### ACTIVITY
According to the abstract, which model achieved the highest accuracy rate, and what was that rate?

Abstract

Diabetes is a common disease that is incurable and fatal. Millions of people worldwide have diabetes and it directly affects people’s lives. Early diagnosis helps reduce the effects of diabetes and improve the life quality of patients, but in common case people live with diabetes for years before getting diagnosed. Early diagnosis can be done by applying machine learning methods on existing data of patients. In this way, people can quickly get diagnosed without taking a glucose screening test or any blood test. Answering a simple question set would be enough to determine if a person is diabetic or has a risk of being diabetic. In the proposed study, determination of diabetes is performed by machine learning techniques. In this scope, a publicly available diabetes dataset, which includes 16 features that are collected from 520 people, was used to create predictive models. Eight machine learning methods were individually performed over the dataset. The results of each model were validated by using a 10 fold cross validation schema. Addition to accuracy metric, confusion matrix based other performance metrics; precision, recall and f1 score, were also reported. All of the created models resulted in high accuracy scores. The minimum accuracy score was measured as 88.85% by using one of the basic machine learning techniques, Naive Bayes. The highest accuracy rate was 99.04%, which is obtained by using a one dimensional convolutional neural network model. The designed Convolutional Neural Network model also resulted in highest performance scores for other metrics as 100.00%, 98.63% and 99.31% for precision, recall and f1 scores, respectively. These findings indicate that the created 1D CNN model can be utilized in the determination of diabetic patients by asking only several questions to patients.

(Stored dataset items)

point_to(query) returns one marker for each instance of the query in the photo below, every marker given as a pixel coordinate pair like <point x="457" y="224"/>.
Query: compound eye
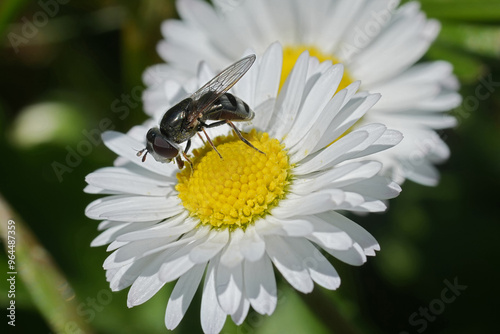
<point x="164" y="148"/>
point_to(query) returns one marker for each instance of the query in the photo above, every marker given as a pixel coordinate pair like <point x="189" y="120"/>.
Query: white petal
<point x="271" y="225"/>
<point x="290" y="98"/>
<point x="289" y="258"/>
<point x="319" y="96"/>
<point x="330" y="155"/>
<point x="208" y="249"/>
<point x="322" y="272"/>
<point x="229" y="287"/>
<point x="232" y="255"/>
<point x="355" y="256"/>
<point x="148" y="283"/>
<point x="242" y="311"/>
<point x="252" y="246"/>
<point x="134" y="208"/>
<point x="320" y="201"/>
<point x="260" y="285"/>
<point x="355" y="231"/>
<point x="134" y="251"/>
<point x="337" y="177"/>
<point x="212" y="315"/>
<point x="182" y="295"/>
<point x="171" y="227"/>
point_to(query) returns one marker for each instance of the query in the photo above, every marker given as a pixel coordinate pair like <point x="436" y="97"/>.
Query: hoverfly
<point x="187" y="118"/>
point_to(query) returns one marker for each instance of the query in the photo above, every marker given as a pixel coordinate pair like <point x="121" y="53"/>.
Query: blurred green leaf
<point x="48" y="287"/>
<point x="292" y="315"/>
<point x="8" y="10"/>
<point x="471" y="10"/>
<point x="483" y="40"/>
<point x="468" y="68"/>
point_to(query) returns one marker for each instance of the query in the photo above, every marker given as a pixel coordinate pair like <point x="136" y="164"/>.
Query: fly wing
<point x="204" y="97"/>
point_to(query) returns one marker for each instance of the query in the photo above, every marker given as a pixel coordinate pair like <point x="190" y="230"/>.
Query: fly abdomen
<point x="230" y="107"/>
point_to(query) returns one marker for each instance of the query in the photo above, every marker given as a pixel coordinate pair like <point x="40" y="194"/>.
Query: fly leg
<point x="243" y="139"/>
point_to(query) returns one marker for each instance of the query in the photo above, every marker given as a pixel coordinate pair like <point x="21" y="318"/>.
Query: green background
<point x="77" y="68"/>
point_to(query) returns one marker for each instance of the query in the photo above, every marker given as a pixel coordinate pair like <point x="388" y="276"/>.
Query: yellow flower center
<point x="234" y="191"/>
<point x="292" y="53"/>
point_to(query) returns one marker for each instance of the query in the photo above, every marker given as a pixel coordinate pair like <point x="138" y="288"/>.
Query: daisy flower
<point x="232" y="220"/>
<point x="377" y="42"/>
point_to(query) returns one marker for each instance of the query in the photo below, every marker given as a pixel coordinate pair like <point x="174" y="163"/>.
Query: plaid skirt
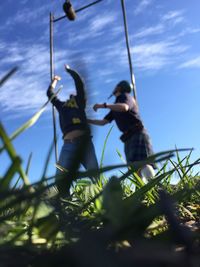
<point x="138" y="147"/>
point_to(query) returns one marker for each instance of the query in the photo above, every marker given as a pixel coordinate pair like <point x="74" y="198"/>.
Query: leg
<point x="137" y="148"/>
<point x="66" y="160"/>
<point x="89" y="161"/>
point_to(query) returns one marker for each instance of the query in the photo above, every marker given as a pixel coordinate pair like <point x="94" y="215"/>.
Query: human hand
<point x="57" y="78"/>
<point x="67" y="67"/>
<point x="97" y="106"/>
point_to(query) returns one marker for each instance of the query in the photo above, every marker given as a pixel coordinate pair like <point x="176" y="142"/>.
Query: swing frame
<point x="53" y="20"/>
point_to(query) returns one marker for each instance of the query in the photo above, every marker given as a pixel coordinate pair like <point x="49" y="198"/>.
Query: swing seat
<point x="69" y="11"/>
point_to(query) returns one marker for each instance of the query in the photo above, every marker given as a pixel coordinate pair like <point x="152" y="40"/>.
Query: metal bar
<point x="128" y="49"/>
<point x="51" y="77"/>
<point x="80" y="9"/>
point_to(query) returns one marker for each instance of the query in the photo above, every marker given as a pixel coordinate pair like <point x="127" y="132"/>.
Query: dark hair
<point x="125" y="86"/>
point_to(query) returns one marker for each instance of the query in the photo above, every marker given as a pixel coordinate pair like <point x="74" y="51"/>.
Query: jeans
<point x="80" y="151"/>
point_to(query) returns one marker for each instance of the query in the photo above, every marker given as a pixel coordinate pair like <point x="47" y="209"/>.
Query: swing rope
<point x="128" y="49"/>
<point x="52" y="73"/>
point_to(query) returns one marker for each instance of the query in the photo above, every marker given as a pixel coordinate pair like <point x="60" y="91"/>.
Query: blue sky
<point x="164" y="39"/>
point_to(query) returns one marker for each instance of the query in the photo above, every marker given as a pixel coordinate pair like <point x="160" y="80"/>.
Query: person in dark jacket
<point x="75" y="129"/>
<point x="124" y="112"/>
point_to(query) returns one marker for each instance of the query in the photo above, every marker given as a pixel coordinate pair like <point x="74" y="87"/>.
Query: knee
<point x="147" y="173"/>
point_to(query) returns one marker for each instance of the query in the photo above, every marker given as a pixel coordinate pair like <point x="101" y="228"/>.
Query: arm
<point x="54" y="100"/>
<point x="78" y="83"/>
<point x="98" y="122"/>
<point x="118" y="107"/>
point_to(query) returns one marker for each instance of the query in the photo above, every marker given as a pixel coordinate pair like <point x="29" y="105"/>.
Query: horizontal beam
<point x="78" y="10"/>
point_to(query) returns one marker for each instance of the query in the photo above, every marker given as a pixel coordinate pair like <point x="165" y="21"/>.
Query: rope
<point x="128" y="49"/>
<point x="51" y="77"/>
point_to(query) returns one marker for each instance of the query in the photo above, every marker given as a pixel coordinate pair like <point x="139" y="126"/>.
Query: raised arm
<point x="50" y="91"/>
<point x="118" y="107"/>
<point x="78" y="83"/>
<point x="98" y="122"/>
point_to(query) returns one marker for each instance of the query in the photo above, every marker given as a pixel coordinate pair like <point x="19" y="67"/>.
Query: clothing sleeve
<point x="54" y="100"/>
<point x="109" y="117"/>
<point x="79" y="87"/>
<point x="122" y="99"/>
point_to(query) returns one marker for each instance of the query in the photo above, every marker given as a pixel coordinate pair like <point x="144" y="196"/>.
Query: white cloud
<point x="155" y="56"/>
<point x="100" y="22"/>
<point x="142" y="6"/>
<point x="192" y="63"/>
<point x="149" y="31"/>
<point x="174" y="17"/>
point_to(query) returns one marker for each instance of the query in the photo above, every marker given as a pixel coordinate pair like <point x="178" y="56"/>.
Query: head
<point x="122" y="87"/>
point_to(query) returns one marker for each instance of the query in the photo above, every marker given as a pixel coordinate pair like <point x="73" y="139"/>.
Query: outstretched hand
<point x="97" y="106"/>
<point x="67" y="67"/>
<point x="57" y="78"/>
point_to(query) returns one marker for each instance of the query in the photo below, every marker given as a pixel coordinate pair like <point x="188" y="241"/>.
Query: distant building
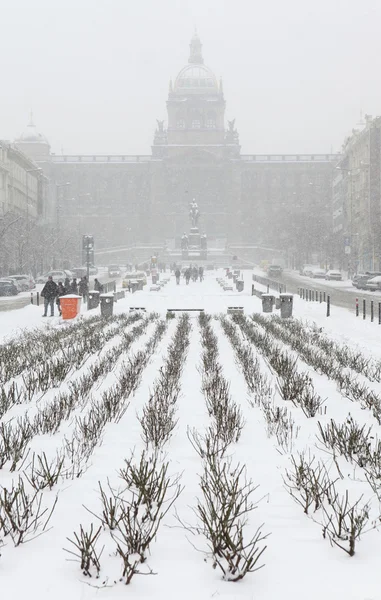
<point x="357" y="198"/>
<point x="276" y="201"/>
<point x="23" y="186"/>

### ANSWER SECTION
A one-dimensional convolutional neural network model achieved the highest accuracy rate, 99.04%.